Data supplied:
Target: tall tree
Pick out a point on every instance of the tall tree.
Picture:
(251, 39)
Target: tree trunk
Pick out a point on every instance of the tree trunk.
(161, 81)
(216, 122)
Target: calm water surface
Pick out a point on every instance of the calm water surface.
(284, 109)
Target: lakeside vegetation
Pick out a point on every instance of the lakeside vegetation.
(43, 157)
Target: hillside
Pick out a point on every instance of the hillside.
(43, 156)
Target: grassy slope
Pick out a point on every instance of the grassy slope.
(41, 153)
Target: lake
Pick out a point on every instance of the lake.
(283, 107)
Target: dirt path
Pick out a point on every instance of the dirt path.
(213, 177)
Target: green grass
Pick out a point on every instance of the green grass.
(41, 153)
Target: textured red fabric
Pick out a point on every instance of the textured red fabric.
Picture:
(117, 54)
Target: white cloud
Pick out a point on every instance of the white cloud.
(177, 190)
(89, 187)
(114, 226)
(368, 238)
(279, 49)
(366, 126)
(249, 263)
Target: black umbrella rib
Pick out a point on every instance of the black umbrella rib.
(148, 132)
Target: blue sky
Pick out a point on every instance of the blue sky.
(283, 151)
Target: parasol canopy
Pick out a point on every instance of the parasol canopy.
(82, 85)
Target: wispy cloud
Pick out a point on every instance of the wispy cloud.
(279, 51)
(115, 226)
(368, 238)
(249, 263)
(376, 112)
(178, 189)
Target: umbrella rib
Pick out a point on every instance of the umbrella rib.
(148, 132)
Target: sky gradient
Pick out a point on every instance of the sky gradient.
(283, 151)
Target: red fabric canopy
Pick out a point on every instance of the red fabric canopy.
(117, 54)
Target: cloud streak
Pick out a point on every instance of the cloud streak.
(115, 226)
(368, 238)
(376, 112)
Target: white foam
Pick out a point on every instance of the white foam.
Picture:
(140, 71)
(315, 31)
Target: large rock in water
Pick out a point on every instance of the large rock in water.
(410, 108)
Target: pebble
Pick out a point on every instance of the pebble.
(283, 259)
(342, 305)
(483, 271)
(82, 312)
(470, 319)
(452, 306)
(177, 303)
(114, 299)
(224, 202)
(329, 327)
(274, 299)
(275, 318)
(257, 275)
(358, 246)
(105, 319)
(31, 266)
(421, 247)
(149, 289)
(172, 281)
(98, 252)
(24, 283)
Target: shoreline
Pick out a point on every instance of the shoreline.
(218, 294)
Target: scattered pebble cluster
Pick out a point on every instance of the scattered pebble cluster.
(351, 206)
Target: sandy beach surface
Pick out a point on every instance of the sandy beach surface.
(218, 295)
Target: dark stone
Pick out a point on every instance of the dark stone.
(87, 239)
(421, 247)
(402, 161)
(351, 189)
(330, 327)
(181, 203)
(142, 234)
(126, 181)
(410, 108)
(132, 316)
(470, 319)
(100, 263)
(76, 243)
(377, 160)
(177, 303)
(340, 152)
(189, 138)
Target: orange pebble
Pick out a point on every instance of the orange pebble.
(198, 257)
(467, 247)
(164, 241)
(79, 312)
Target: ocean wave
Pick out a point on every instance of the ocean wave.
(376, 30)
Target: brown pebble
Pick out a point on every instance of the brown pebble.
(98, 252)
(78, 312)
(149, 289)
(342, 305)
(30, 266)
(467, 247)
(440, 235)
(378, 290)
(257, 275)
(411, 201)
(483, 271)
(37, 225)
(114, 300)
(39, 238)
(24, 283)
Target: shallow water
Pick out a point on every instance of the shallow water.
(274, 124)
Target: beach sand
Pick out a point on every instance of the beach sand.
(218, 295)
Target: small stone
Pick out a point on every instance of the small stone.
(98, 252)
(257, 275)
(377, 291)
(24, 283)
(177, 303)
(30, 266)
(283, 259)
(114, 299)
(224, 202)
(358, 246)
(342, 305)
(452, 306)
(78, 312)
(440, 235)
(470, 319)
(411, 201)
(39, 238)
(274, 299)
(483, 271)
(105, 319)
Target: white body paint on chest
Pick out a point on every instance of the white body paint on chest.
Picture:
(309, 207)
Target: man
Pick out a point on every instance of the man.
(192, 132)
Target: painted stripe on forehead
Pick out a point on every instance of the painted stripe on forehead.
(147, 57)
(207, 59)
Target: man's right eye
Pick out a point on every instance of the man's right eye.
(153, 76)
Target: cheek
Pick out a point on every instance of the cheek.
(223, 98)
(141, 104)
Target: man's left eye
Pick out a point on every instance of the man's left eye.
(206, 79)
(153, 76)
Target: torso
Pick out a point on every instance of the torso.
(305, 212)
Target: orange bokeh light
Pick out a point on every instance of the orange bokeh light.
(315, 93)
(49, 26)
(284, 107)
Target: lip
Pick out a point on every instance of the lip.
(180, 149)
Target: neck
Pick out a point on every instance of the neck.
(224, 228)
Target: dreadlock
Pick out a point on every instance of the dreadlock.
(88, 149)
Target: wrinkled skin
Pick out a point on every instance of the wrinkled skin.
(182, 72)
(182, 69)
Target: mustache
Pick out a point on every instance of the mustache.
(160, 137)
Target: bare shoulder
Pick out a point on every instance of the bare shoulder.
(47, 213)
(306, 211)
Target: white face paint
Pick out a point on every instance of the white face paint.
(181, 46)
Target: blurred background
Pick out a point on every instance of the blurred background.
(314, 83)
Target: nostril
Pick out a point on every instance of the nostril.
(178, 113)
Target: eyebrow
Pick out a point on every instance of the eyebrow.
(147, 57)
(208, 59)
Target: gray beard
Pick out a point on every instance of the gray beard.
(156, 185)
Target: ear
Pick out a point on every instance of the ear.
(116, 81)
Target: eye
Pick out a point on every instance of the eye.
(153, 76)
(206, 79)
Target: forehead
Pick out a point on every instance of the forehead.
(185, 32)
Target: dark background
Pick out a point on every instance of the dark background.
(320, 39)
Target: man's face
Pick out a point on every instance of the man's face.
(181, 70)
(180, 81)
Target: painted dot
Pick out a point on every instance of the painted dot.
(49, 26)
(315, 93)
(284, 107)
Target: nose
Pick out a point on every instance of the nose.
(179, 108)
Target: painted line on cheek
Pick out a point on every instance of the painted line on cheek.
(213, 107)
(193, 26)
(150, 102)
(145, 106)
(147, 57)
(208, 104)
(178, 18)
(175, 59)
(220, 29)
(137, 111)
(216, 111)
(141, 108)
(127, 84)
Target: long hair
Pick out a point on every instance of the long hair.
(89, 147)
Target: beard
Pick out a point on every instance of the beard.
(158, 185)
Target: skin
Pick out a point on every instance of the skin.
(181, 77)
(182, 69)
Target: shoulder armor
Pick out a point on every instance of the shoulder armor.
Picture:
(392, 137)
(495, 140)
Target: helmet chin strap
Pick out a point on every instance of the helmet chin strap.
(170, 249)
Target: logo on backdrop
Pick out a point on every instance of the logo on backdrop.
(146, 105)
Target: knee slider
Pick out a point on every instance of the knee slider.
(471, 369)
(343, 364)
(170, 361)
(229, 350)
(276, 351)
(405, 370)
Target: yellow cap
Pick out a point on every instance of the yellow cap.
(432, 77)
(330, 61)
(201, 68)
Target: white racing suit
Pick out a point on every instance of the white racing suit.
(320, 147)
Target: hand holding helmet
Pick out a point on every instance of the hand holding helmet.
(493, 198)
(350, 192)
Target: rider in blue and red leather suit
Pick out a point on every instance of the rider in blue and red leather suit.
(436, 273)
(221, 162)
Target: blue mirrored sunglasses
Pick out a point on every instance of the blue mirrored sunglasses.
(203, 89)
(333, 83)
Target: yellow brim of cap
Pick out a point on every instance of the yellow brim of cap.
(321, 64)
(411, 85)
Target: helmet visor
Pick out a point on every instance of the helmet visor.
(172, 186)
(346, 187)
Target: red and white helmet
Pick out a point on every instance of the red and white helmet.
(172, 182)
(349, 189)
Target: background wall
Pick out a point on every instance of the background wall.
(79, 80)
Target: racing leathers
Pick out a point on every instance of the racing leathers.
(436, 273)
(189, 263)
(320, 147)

Instructions for the task:
Write out again, unchanged, every line from the line containing "Target: man's face" to the final line of the material above.

The reply:
Target: man's face
Pick out a point on every instance of the man's face.
(181, 70)
(180, 81)
Target: painted dot
Pick out a point on every instance of the painted dot.
(49, 26)
(315, 93)
(284, 107)
Target: nose
Pick out a point on every instance of the nose.
(179, 108)
Target: painted line on cheek
Pick out a point on every instance of the painted line on cheek.
(213, 107)
(193, 26)
(150, 102)
(145, 106)
(147, 57)
(208, 104)
(178, 18)
(175, 59)
(220, 29)
(137, 111)
(216, 111)
(141, 108)
(127, 84)
Target: long hair
Pick out a point on every instance of the long hair.
(89, 147)
Target: beard
Pick out a point on every instance of the beard.
(158, 185)
Target: skin
Pick out a point on every instance of the skin.
(181, 77)
(182, 69)
Target: shoulder armor
Pick out a point on every instance of the shoulder armor.
Picture:
(392, 137)
(495, 140)
Target: helmet chin strap
Pick out a point on every instance of the helmet chin strap.
(170, 249)
Target: logo on backdrop
Pick out a point on every instance of the logo on backdrop.
(146, 105)
Target: knee slider
Pick out a point on every instance of the knee slider.
(471, 369)
(343, 364)
(170, 361)
(229, 350)
(276, 351)
(405, 370)
Target: yellow cap
Pick out a point on every instance of the yellow cap.
(432, 77)
(330, 61)
(201, 68)
Target: white racing suit
Pick out a point on every instance of the white racing suit.
(320, 147)
Target: hand holding helmet
Pick out a point on every instance of the hand holding helmet.
(493, 198)
(350, 192)
Target: rider in blue and red leather suit
Pick out a point on every instance of the rider in blue and red leather suit.
(436, 273)
(221, 162)
Target: blue mirrored sunglasses
Pick out a point on every instance of the blue mirrored sunglasses.
(203, 89)
(333, 83)
Target: yellow brim of cap
Pick out a point on every instance of the yellow brim of cap.
(321, 64)
(411, 85)
Target: helmet visor
Pick out a point on every instance of the helmet visor.
(172, 186)
(346, 187)
Target: red and white helmet
Pick out a point on every instance of the red and white helmet.
(172, 182)
(349, 189)
Target: background wall
Pick out a point on every instance of the background wall.
(79, 80)
Target: racing leathers
Pick out a point on every instance of the racing leathers.
(436, 273)
(189, 263)
(320, 147)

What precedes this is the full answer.